» What you will do
The line containing "Target: forest floor" marks where to begin; quote it and every line after it through the end of the data, exactly as written.

======== The data ========

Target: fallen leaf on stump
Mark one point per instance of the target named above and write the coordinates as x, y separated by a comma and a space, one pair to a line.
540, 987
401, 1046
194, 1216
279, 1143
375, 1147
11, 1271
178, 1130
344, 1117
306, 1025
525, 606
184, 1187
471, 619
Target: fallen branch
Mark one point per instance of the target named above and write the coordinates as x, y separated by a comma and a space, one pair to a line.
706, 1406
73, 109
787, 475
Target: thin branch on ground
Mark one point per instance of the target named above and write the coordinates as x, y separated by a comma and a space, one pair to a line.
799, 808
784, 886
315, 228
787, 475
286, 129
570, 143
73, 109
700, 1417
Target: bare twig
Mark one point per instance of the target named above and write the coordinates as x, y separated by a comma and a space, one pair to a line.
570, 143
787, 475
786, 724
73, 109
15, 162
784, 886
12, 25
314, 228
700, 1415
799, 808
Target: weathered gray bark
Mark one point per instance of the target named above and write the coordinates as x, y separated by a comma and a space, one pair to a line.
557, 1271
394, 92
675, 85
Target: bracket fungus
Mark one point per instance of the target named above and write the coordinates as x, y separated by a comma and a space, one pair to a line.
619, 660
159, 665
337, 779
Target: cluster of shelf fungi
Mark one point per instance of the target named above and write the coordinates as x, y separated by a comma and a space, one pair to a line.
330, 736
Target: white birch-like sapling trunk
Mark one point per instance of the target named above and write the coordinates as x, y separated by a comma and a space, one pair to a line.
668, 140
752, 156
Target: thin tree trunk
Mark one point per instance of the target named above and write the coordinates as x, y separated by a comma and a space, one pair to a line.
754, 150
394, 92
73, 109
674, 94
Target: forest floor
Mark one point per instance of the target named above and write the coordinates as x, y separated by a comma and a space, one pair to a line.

========

» Solution
Target: forest floor
Mark one point per instance of the target named above and write the coordinates as x, y separated by a comma and a space, one pair to a line.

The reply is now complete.